## start Text to read

At some point near the end of the compilation, the compiler will convert the above in to assembly language similar to:
start: # This is a label that you can reference
mov ax, 0ah # Store 10 in the ax register
mov bx, 06h # Store 6 in the bx register
cmp ax, bx # Compare ax to bx
jg inside_the_brackets # 10 > 6? Goto `inside_the_brackets`
jmp after_the_brackets # Otherwise skip ahead a little
inside_the_brackets:
# Some code - stuff inside the {} goes here
after_the_brackets:
# The rest of your program. You end up here no matter what.
I haven't written in assembler in years so I know that's a jumble of different varieties, but the above is the gist of it. Now, that's an inefficient way to structure the code, so a smart compiler might write it more like:
start: # This is a label that you can reference
mov ax, 0ah # Store 10 in the ax register
mov bx, 06h # Store 6 in the bx register
cmp ax, bx # Compare ax to bx
jle after_the_brackets # 10 <= 6? Goto `after_the_brackets`
inside_the_brackets:
# Some code - stuff inside the {} goes here
after_the_brackets:
# The rest of your program. You end up here no matter what.
See how that reversed the comparison, so instead of if (10 > 6) it's more like if (10 <= 6)? That removes a jmp instruction. The logic is identical, even if it's no longer exactly what you originally wrote. There -- now you've seen an "optimizing compiler" at work.
Every compiler you're likely to have heard of has a million tricks to convert code you write into assembly language that acts the same, but that the CPU can execute more efficiently. Sometimes the end result is barely recognizable. Some of the optimizations are as simple as what I just did, but others are fiendishly clever and people have earned PhDs in this stuff.

Kirk Strauser answer is correct. However you ask:
How does the compiler or interpreter knows that the number 10 is greater than 6 or 6 is less than 10?
Some optimizer compilers can see that 10 > 6 is a constant expression equivalent to true, and not emit any check or jump at all. If you are asking how they do that, well…
I'll explain the process in steps that hopefully are easy to understand. I'm covering no advanced topics.
The build process will start by parsing your code document according to the syntax of the language.
The syntax of the language will define how to interpret the text of the document (think a string with your code) as a series of symbols or tokens (e.g. keywords, literals, identifiers, operators…). In this case we have:
a if symbol.
a ( symbol.
a 10 symbol.
a > symbol".
a 6 symbol.
a ) symbol.
a { symbol.
and a } symbol.
I'm assuming comments, newlines and white-space do not generate symbols in this language.

## end Text to read
## start Data

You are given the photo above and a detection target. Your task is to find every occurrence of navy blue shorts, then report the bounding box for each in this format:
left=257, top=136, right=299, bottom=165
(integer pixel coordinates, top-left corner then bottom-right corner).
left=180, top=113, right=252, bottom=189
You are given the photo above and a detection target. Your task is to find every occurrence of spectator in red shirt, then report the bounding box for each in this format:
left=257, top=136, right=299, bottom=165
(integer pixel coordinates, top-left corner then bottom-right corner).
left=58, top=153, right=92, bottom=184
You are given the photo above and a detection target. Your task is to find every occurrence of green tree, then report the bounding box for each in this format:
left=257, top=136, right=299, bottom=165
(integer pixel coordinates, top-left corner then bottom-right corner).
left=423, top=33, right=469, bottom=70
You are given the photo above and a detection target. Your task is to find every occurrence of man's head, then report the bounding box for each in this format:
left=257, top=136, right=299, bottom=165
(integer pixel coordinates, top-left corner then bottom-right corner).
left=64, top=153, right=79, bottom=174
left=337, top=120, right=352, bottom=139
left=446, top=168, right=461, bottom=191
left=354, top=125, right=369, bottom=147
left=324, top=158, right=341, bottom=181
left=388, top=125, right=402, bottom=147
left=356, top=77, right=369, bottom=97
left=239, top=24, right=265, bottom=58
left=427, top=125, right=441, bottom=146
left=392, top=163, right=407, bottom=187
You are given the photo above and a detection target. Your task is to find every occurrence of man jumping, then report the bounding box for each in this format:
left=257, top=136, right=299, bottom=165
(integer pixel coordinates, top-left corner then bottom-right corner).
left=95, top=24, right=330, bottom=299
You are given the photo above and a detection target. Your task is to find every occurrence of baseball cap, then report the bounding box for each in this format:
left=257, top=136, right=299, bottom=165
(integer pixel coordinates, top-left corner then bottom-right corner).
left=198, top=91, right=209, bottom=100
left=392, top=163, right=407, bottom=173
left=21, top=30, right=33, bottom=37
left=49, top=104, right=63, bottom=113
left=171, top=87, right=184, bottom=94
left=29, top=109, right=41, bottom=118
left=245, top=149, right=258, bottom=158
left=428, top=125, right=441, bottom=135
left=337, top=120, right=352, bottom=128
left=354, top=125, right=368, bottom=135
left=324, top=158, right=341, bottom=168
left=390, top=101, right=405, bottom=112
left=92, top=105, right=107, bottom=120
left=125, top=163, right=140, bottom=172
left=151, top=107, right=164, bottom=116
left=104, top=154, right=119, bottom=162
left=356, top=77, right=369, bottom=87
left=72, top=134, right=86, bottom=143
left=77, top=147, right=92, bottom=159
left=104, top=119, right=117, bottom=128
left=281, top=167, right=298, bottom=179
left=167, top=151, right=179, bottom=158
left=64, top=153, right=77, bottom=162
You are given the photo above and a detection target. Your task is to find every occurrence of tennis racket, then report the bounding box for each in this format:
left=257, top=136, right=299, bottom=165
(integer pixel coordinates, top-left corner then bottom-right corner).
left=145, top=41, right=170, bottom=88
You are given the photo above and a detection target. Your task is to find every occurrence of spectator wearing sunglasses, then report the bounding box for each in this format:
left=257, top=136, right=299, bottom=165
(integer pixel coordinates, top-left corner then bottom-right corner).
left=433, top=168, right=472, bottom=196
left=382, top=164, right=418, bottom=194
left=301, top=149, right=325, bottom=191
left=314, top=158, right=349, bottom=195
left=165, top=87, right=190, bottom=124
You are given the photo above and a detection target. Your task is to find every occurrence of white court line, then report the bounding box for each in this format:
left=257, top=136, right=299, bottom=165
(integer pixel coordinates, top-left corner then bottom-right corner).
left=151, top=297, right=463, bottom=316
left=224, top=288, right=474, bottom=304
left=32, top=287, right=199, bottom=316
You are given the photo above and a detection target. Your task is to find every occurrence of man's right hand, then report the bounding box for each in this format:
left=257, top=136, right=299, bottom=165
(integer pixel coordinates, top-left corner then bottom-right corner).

## end Data

* _List of tasks_:
a – Answer these questions about the compiler text:
(i) In the first assembly version, what value is stored in the bx register?
(ii) What kind of instruction does reversing the comparison remove?
(iii) What does the writer assume do not generate symbols in this language?
b – Revise the listing starting at its first line and ending at the line containing "left=180, top=113, right=252, bottom=189", replacing "navy blue shorts" with "dark blue shorts" and leaving everything else unchanged. Give only those lines.

* _Written responses_:
a –
(i) 6
(ii) A jmp instruction
(iii) Comments, newlines and white-space

b –
You are given the photo above and a detection target. Your task is to find every occurrence of dark blue shorts, then report the bounding box for each in this format:
left=257, top=136, right=299, bottom=165
(integer pixel coordinates, top-left corner then bottom-right corner).
left=180, top=113, right=252, bottom=189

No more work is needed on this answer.